▶ Text excerpt
..............................
Figure 2. Metabolite changes associated with the altered colour phenotype of IL6-3.

(A) Carotenoid profiles, obtained by HPLC-UV/Vis analysis, recorded at 450 nm; (i), M82; (ii), IL6-3. The chromatographic peaks and UV/Vis spectra are 1-lutein, 2-β-carotene and 3-lycopene. (B) Quantitative changes associated with pathway components. The position of the proposed step in the pathway up-regulated (the fruit specific lycopene β-cyclase, CYC-B) is indicated. (C) Physical map of chromosome 6, showing the position of IL6-3 and CYC-B. (D) PCA of the metabolomic dataset for Il6-3; (i) scatter diagram of the score values, highlighting the separation based on variance in chemical composition between IL6-3 (brown dots) and the M82 control (red dots). The % contribution of each component to the variance is shown (ii), loadings plot of variables with the identity of some of the variables annotated. Only variables contributing to a significant difference (p-value of < 0.05) are shown.

Figure 3. Metabolite changes associated with the altered colour phenotype of IL12-2.
..............................
▶ Study material
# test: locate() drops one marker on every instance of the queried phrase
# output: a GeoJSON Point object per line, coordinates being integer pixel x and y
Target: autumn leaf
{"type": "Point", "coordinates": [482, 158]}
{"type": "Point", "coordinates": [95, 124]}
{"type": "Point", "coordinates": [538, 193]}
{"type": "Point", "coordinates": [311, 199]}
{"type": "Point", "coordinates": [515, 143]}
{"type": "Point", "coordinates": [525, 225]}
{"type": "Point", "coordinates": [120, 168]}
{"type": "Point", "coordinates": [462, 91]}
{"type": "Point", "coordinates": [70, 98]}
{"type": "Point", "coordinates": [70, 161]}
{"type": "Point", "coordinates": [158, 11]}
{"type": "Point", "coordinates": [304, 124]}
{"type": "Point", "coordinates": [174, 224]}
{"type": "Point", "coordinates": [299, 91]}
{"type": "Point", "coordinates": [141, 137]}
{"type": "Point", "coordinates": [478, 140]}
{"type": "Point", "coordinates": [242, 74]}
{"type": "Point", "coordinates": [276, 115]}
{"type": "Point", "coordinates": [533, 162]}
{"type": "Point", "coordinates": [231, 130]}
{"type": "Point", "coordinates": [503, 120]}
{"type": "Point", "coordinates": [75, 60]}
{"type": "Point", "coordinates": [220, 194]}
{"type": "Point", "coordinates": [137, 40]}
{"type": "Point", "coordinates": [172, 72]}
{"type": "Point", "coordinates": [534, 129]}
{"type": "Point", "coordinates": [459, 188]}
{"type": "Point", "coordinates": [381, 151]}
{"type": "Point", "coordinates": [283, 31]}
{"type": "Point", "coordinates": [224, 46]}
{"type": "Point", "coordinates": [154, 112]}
..............................
▶ Problem
Copy from the figure caption the passage that opens with the words containing "(A) Carotenoid profiles, obtained" and closes with "0.05) are shown.". Rely on the figure caption alone and leave the material aside.

▶ Solution for this task
(A) Carotenoid profiles, obtained by HPLC-UV/Vis analysis, recorded at 450 nm; (i), M82; (ii), IL6-3. The chromatographic peaks and UV/Vis spectra are 1-lutein, 2-β-carotene and 3-lycopene. (B) Quantitative changes associated with pathway components. The position of the proposed step in the pathway up-regulated (the fruit specific lycopene β-cyclase, CYC-B) is indicated. (C) Physical map of chromosome 6, showing the position of IL6-3 and CYC-B. (D) PCA of the metabolomic dataset for Il6-3; (i) scatter diagram of the score values, highlighting the separation based on variance in chemical composition between IL6-3 (brown dots) and the M82 control (red dots). The % contribution of each component to the variance is shown (ii), loadings plot of variables with the identity of some of the variables annotated. Only variables contributing to a significant difference (p-value of < 0.05) are shown.